Show each line of the entries below that contains the word "query", copied without changes.
* BEGIN Supplied data *
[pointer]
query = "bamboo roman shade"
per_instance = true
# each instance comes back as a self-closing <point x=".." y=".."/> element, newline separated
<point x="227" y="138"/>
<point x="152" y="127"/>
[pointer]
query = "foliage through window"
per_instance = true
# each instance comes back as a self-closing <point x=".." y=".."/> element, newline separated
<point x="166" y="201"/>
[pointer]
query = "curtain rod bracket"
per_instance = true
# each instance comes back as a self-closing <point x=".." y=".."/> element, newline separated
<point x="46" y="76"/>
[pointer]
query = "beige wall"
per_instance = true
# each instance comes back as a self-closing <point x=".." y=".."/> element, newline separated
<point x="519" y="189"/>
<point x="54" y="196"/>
* END Supplied data *
* BEGIN Supplied data *
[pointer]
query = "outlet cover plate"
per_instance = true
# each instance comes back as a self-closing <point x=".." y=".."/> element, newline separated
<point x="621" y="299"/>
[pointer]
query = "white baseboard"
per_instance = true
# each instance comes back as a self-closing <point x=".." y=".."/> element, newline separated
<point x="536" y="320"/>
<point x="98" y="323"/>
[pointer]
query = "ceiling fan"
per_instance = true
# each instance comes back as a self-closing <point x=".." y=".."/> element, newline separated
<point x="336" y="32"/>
* END Supplied data *
▸ **The reply**
query = "bamboo roman shade"
query = "foliage through window"
query = "curtain rod bracket"
query = "beige wall"
query = "outlet cover plate"
query = "white baseboard"
query = "ceiling fan"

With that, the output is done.